-- Begin QUOTED TEXT --

The Mobicentrics Report also examined New York State and City populations and work force and construction labor force populations. It found that minorities were underrepre*327sented at all levels in the industry except as laborers, the least skilled and lowest paid level. Minority representation was also examined with respect to metal crafts, carpenters and construction crafts within the industry. NYCCDC challenged plaintiff’s contention that these reports were either "conclusory, statistically invalid” or insufficient to withstand strict scrutiny and alleged that it could demonstrate the contrary at trial.

NYCCDC also relied upon a 1980 memorandum by Darryl Greene, Esq., UDC Vice-President for Affirmative Action, to Richard Kahan, UDC President and Chief Executive Officer. Mr. Greene related, inter alia, his personal experience and knowledge of discrimination against minorities in the construction industry in New York State and City and his belief that increased minority participation would be achieved only by specific affirmative action requirements. He concluded by recommending that, "[n]umerical goals for [minority] participation in any particular project or contract should be established after giving consideration to the scope of work to be performed, the availability of qualified minority businesses and workers to perform such work and other related factors.”

As to plaintiff’s contention that the MBE program exceeded defendant’s legislative mandate, defendant relied upon its enabling legislation and its investigation and analysis of the issue prior to promulgating the guidelines and goals in dispute. Specifically, UDC’s enabling legislation, section 6254 (11) of McKinney’s Unconsolidated Laws of New York (Urban Development Corporation Act [Act] §4 [11]; L 1968, ch 174, § 1, as amended), states in pertinent part: "The corporation [UDC] shall take affirmative action in working with construction firms, contractors and subcontractors, labor unions and manufacturing and industrial firms, to the end that residents of areas in which projects are to be located shall be afforded priority in the construction work on projects of the corporation, and in business operations of tenants and occupants of industrial projects undertaken by the corporation.” NYCCDC, as a subsidiary of UDC, was created pursuant to section 6262 (1) of McKinney’s Unconsolidated Laws of New York (Act § 12 [1]), which states in pertinent part: "The corporation [UDC] shall have the right to exercise and perform its powers and functions through one or more subsidiary corporations.”

-- End QUOTED TEXT --
-- Begin EXTRACTED RECORDS --

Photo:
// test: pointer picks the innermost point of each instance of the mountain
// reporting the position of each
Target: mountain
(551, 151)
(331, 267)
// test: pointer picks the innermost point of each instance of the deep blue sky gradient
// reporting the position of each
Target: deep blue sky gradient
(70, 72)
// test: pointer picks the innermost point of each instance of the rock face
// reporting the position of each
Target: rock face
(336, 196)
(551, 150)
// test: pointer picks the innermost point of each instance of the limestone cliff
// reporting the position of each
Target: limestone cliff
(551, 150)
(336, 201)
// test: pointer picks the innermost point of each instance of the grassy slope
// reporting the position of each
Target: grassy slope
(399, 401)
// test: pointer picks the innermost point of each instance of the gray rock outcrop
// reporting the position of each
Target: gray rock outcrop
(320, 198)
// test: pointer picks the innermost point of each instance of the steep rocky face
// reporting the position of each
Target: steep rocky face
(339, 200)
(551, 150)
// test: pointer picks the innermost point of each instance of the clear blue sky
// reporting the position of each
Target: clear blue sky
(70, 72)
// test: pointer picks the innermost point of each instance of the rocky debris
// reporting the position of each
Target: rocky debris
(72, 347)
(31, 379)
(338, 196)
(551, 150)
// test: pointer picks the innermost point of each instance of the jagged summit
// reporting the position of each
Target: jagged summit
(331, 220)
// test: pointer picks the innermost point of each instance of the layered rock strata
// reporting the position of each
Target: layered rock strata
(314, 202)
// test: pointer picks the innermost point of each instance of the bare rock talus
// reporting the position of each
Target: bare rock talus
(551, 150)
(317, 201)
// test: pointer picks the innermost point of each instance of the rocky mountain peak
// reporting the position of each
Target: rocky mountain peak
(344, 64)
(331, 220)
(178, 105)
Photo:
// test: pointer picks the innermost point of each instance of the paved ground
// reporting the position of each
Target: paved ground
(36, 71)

-- End EXTRACTED RECORDS --

(WRITTEN TASKS)
a. Revise the stretch of the court opinion from "The Mobicentrics Report" through "contrary at trial." so that "carpenters" becomes "electricians", and give that stretch.
b. Copy every line of the entries that contains the string "blue", with case counting.

(ANSWERS PROVIDED)
a.
The Mobicentrics Report also examined New York State and City populations and work force and construction labor force populations. It found that minorities were underrepre*327sented at all levels in the industry except as laborers, the least skilled and lowest paid level. Minority representation was also examined with respect to metal crafts, electricians and construction crafts within the industry. NYCCDC challenged plaintiff’s contention that these reports were either "conclusory, statistically invalid” or insufficient to withstand strict scrutiny and alleged that it could demonstrate the contrary at trial.

b.
// test: pointer picks the innermost point of each instance of the deep blue sky gradient
Target: deep blue sky gradient
// test: pointer picks the innermost point of each instance of the clear blue sky
Target: clear blue sky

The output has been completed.